### PASSAGE GIVEN
• • • •

Customer Usage Profiling
An important requirement for designing useful reliability tests is to have a good idea of how the product is actually going to be used in the field. The tests should be based on a realistic expectation of the customer usage, rather than estimates or "gut feelings" about the way the customer will use the product. Tests based on mere speculation may result in a product that has not been rigorously tested and consequently may run into operational difficulties due to use stress levels being higher than anticipated. On the other hand, tests that are designed with a strong basis of information on how the product will be used will be more realistic and result in an optimized design that will exhibit fewer failures in the field.
Customer usage profiles can be designed to actively gather information on how the customers are actually using a product. This design can range from a simple questionnaire to sophisticated instrumentation within the product that feeds back detailed information about its operation. An incentive is often useful to get customers to sign on for a usage measurement program, particularly if it is an intrusive process that involves the installation of data collection equipment. Additionally, customers are often eager to participate in these programs in the knowledge that the information that they provide will ultimately result in a more reliable and user-friendly product.
Customer surveys can range from simple questionnaires to detailed surveys. In most cases, organizations sponsoring a questionnaire or survey can expect a 25% return rate for their questions. A questionnaire can consist of a few simple questions about how and when a product is used. More detailed surveys can provide more complex information that can be correlated and analyzed to produce more detailed results. One major automotive manufacturer sponsors a detailed annual survey similar to the J.D. Power and Associates vehicle dependability survey. The customers are asked detailed questions about specific problems encountered with their vehicles as well as questions about their intentions of purchasing another vehicle from the manufacturer. This information can then be correlated and used to calculate a cost in lost sales due to specific part unreliability. For example, a dollar value can be attached to every drop in reliability percentage for the vehicle transmission. For obvious reasons, the methodology involved in performing these correlations is a closely-held corporate secret.
Often, this customer usage information can be useful in dispelling anecdotal misconceptions about field use that may result in poor product or test designs. For example, a printer manufacturer discovered that a new printer design was having difficulty making transparencies shortly after the printer was turned on. An element of the design engineering team was willing to write this difficulty off, saying "Oh well, nobody is going to make transparencies first thing in the morning, anyway." However, reliability engineers involved with the product were able to produce customer usage information illustrating that a sizable percentage of users were producing transparencies first thing in the morning and right after lunchtime, times when the printer may not be sufficiently warmed up. As a result of this information, the design team was compelled to concentrate more effort on the problem, avoiding a potentially large and costly design flaw.
Simple customer usage information can be used to design tests as well. Information on usage or environment can be analyzed statistically and used to design reliability and validation tests. Frequently, it is desired to design a test to a high-stress or high-percentile-use customer. This may be best illustrated in an example.
A company manufactures a product whose performance is strongly affected by the relative humidity in which it operates. It wishes to design its product to be robust enough to withstand use in a 95th percentile humid environment. It devises and sends out a simple questionnaire to a representative cross-section of its current customers, asking the customers to provide information about the environmental conditions under which the product is used. When the information has been collected from 100 customers (out of the 400 questionnaires that were distributed), the following information on relative humidity was compiled.

• • • •

Object detection data
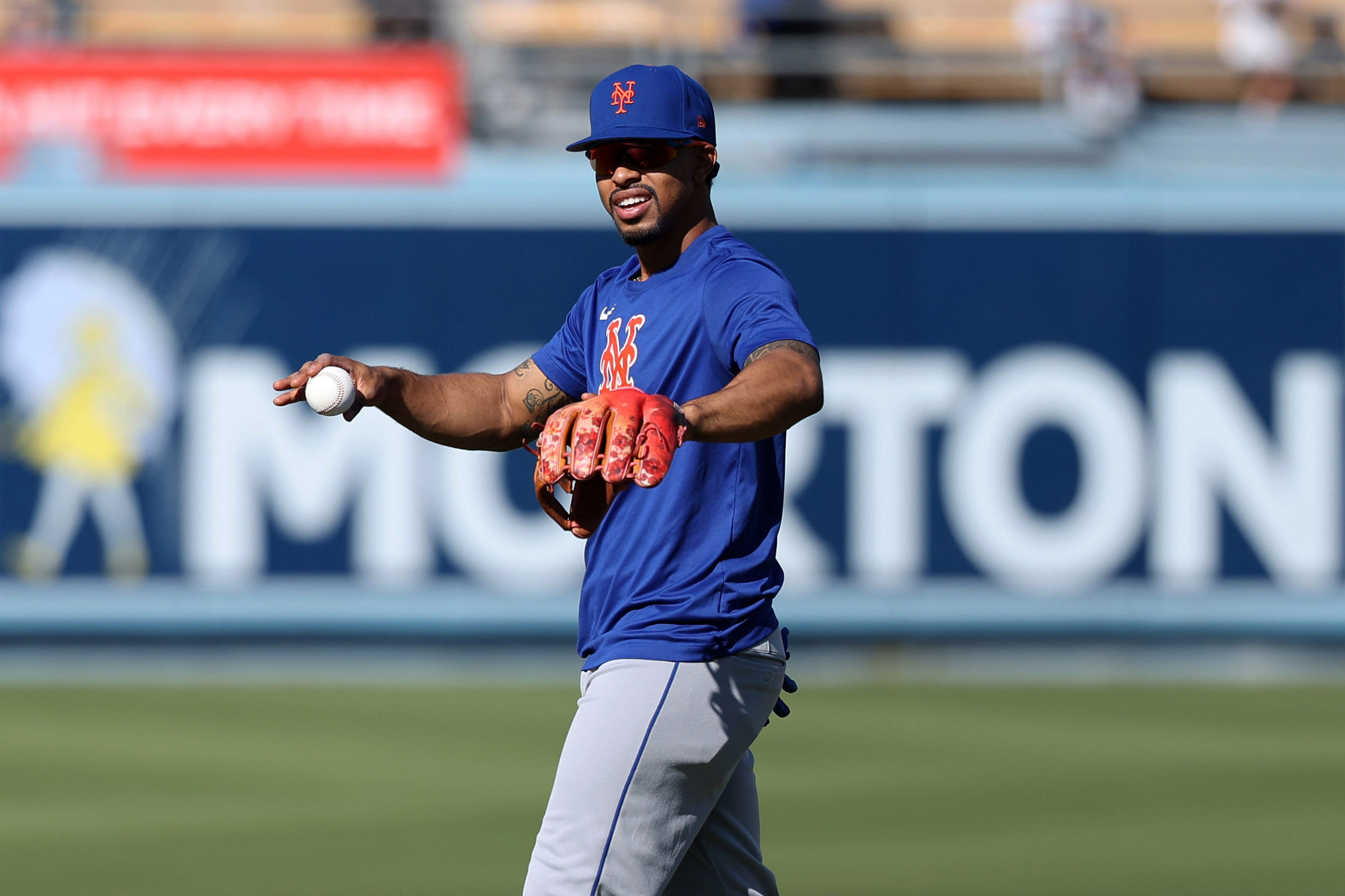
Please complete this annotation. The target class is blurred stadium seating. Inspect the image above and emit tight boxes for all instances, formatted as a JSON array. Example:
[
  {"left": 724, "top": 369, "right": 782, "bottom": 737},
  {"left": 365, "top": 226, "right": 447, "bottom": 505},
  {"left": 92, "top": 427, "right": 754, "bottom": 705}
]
[{"left": 0, "top": 0, "right": 1345, "bottom": 112}]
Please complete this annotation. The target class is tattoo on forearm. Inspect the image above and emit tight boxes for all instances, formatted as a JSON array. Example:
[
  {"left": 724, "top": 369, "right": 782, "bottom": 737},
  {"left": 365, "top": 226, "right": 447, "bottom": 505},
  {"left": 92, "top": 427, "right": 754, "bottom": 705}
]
[
  {"left": 742, "top": 338, "right": 818, "bottom": 367},
  {"left": 514, "top": 360, "right": 574, "bottom": 442}
]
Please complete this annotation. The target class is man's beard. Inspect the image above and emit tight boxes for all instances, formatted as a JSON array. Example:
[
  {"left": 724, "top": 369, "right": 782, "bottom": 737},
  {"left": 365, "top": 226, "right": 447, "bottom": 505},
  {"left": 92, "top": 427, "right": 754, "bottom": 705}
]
[{"left": 616, "top": 216, "right": 665, "bottom": 246}]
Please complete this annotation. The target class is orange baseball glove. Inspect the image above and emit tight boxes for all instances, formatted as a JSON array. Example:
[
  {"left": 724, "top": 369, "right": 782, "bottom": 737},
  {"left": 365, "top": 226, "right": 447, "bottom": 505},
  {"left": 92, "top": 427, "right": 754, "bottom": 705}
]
[{"left": 533, "top": 388, "right": 686, "bottom": 539}]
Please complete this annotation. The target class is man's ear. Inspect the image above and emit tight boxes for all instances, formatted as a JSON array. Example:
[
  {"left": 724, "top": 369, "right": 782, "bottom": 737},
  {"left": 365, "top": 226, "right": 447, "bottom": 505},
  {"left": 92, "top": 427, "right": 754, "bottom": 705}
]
[{"left": 695, "top": 146, "right": 720, "bottom": 180}]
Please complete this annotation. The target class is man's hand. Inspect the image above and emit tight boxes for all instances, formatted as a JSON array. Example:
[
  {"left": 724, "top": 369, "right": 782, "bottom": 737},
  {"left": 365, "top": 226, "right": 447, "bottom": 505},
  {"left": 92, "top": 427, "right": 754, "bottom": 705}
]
[
  {"left": 273, "top": 355, "right": 574, "bottom": 451},
  {"left": 533, "top": 388, "right": 686, "bottom": 539},
  {"left": 272, "top": 355, "right": 387, "bottom": 420}
]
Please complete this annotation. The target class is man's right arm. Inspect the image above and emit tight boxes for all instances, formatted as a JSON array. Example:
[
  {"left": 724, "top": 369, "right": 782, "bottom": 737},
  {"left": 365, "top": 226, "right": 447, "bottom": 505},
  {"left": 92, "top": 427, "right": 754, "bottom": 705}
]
[{"left": 273, "top": 355, "right": 574, "bottom": 451}]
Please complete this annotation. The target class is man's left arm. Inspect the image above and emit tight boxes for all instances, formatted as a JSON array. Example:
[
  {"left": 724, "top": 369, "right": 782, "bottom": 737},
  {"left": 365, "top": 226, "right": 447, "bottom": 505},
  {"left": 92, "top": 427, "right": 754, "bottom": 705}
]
[{"left": 682, "top": 338, "right": 822, "bottom": 442}]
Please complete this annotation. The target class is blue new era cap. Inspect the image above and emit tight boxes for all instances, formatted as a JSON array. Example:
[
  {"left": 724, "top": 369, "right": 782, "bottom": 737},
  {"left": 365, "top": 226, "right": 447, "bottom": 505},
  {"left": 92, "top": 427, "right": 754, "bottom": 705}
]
[{"left": 565, "top": 66, "right": 714, "bottom": 152}]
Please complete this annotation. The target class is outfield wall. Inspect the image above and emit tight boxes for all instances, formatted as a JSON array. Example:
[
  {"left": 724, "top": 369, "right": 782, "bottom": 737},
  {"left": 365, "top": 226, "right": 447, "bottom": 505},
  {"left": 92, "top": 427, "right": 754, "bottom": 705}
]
[{"left": 0, "top": 227, "right": 1345, "bottom": 637}]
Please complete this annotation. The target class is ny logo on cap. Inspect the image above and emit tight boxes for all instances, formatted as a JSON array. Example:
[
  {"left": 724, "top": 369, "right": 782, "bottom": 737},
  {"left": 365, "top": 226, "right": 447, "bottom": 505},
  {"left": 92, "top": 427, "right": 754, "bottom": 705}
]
[{"left": 612, "top": 81, "right": 635, "bottom": 116}]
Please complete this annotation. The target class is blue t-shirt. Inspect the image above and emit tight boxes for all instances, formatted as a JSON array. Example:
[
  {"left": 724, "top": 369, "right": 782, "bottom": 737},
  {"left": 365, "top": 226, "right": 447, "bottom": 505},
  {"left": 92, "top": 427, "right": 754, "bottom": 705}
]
[{"left": 533, "top": 227, "right": 812, "bottom": 669}]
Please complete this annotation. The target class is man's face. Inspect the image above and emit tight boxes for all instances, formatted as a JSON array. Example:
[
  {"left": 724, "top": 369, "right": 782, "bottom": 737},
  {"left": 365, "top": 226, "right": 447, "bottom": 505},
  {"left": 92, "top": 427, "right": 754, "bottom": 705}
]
[{"left": 592, "top": 141, "right": 707, "bottom": 246}]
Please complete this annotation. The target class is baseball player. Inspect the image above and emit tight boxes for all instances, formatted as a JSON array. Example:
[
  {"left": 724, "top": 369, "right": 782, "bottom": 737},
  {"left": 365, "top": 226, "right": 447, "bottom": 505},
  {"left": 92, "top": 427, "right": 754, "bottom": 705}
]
[{"left": 274, "top": 66, "right": 822, "bottom": 896}]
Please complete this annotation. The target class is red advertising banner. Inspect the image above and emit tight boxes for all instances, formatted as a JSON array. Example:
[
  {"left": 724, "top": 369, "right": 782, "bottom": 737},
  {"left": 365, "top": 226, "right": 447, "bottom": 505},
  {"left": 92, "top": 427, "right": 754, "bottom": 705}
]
[{"left": 0, "top": 49, "right": 464, "bottom": 177}]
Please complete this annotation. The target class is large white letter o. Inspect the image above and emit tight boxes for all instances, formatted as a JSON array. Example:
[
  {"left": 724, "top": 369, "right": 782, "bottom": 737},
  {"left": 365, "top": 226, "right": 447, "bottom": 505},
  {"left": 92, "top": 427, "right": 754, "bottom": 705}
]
[{"left": 943, "top": 346, "right": 1146, "bottom": 591}]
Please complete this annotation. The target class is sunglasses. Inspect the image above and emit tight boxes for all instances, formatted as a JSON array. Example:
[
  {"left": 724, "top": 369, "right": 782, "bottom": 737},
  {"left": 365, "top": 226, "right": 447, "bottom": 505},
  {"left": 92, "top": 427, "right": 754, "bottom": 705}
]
[{"left": 584, "top": 144, "right": 709, "bottom": 177}]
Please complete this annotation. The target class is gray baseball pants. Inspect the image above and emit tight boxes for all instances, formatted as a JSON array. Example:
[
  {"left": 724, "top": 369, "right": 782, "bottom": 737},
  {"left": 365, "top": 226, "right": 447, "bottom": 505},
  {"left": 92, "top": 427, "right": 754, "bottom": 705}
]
[{"left": 523, "top": 631, "right": 784, "bottom": 896}]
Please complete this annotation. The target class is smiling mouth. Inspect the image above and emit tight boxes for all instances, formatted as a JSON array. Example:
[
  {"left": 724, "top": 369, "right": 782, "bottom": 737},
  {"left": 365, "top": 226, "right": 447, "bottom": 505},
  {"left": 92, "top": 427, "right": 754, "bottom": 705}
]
[{"left": 612, "top": 191, "right": 653, "bottom": 220}]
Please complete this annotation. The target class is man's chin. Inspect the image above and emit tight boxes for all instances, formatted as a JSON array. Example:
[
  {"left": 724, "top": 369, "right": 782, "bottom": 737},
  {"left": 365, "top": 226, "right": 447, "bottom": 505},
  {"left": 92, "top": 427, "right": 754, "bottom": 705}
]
[{"left": 616, "top": 220, "right": 663, "bottom": 246}]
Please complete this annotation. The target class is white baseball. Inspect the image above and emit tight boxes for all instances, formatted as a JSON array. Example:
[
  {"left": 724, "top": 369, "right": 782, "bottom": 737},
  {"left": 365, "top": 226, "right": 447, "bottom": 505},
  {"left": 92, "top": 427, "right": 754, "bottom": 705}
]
[{"left": 304, "top": 367, "right": 355, "bottom": 417}]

• • • •

### PROBLEMS
**1.** In the customer usage profiling text, what return rate can sponsors of a questionnaire or survey expect in most cases?
**2.** Turn the paragraph of the customer usage profiling text that begins "Customer usage profiles can be designed" into a short bulleted list that keeps its main facts.
Work from the customer usage profiling text only.

### COMPLETED EXERCISE
**1.** A 25% return rate.

**2.**
- Customer usage profiles can actively gather information on how customers actually use a product.
- Their design ranges from a simple questionnaire to sophisticated instrumentation in the product that feeds back detailed operating information.
- An incentive often helps get customers to sign on, especially when the process is intrusive and involves installing data collection equipment.
- Customers are often eager to take part, knowing their information will lead to a more reliable and user-friendly product.